What is being asked:
Whenever the string "sample" turns up in a line below, that line should be copied.

Records provided:
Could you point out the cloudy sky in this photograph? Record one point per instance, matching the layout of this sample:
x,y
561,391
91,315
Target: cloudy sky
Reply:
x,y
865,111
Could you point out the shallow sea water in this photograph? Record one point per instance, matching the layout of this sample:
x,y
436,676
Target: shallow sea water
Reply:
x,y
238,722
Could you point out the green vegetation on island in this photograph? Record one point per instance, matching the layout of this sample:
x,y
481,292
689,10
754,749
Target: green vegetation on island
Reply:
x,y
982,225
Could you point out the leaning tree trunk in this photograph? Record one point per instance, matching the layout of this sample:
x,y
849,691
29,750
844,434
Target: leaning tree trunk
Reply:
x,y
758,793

Result of the exercise:
Could you point out the cloudy sky in this photograph? Record one point per instance, matching the layout of this sample:
Could you point out the shallow sea water in this photograph? Record one point per instance, matching the layout of this sample:
Could you point out the green vegetation on island in this photograph? Record one point per instance, matching the layout of this sample:
Could you point out the leaning tree trunk in this photograph? Record one point per instance, matching the layout of this sample:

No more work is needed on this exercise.